- [What you are asked to do] Nothing but the lines from the one that contains "Put a single dot on each instance of the woman's" through the end of the listing should appear, set down exactly.

◆ ◆ ◆ ◆

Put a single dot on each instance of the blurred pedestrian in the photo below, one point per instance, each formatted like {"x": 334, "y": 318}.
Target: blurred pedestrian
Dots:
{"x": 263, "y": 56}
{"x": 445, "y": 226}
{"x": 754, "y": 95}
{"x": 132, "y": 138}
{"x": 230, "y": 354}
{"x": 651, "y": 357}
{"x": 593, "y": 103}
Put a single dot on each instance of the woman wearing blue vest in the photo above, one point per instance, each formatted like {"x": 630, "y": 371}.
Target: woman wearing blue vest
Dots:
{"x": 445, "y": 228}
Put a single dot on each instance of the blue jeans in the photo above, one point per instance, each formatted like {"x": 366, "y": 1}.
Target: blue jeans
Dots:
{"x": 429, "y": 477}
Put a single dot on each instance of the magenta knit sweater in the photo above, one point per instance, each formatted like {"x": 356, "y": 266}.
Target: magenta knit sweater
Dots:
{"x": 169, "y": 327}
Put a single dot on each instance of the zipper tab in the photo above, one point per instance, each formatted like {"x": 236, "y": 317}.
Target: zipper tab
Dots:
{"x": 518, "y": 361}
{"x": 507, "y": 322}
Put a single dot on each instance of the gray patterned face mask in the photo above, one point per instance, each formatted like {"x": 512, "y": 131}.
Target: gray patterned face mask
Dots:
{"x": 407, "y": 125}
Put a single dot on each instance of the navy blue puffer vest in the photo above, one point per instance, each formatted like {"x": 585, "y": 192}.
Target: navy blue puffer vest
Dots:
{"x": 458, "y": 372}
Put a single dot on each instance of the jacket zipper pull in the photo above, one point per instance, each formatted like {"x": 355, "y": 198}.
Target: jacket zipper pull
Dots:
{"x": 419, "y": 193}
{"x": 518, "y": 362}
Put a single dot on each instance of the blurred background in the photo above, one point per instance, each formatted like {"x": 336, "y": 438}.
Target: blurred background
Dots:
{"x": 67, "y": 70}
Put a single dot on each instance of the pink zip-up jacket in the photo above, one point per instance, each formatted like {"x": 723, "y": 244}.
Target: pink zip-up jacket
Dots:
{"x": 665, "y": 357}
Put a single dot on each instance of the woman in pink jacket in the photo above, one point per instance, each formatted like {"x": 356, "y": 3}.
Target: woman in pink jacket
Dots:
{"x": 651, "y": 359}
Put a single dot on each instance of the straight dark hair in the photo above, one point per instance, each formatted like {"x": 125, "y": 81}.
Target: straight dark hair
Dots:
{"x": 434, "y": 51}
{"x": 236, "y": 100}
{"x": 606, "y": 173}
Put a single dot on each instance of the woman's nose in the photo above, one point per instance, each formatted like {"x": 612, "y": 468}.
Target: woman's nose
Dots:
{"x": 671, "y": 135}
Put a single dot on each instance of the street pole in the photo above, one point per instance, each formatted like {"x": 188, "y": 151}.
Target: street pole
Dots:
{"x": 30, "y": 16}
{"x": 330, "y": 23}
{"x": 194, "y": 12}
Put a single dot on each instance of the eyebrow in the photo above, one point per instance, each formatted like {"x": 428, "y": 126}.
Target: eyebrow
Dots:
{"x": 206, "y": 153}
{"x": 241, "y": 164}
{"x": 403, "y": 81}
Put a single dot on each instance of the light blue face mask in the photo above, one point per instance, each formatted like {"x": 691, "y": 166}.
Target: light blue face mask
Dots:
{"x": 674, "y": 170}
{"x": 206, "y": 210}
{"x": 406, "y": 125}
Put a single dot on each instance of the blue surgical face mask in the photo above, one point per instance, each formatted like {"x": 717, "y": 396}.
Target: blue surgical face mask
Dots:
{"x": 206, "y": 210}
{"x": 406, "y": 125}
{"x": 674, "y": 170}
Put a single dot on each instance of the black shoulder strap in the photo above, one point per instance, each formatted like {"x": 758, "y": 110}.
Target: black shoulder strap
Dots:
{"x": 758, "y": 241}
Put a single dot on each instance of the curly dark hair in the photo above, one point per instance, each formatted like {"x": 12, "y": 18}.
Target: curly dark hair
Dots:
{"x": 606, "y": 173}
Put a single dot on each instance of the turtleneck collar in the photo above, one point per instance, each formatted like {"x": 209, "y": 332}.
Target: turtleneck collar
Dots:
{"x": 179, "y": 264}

◆ ◆ ◆ ◆

- [Solution to this problem]
Put a single dot on each instance of the woman's nose in the photo above, one point per instance, each formatted like {"x": 612, "y": 468}.
Target: woman's nose
Dots:
{"x": 671, "y": 135}
Put a single dot on each instance of the street pole in the photo above, one point per instance, each formatted like {"x": 188, "y": 151}.
Target: street pole
Dots:
{"x": 30, "y": 16}
{"x": 330, "y": 23}
{"x": 194, "y": 12}
Put a single dot on each instance of the eyebrow in the photo above, one point per instance, each formatted like {"x": 428, "y": 126}.
Target: eyebrow
Dots:
{"x": 206, "y": 153}
{"x": 241, "y": 164}
{"x": 403, "y": 81}
Put a single dot on each instance of the light blue face mask in the photo above, one point per instance, each formatted like {"x": 691, "y": 166}.
Target: light blue face mask
Dots:
{"x": 674, "y": 170}
{"x": 206, "y": 210}
{"x": 406, "y": 125}
Put a single dot on each instance of the blue surgical face mask in the photo above, one point per instance, each formatted like {"x": 717, "y": 396}.
Target: blue surgical face mask
Dots:
{"x": 206, "y": 210}
{"x": 406, "y": 125}
{"x": 674, "y": 170}
Put a single dot on each instance of the black shoulder strap in the photo above, one point per instance, each formatted like {"x": 758, "y": 110}.
Target: black shoulder strap
Dots:
{"x": 758, "y": 241}
Put a single dot on each instance of the curly dark hair in the photo above, one point per instance, each formatted like {"x": 12, "y": 18}.
Target: curly dark hair
Dots:
{"x": 606, "y": 173}
Put a single dot on each instance of the turtleneck collar in the photo above, one point per instance, each formatted like {"x": 209, "y": 332}.
Target: turtleneck collar
Dots:
{"x": 179, "y": 264}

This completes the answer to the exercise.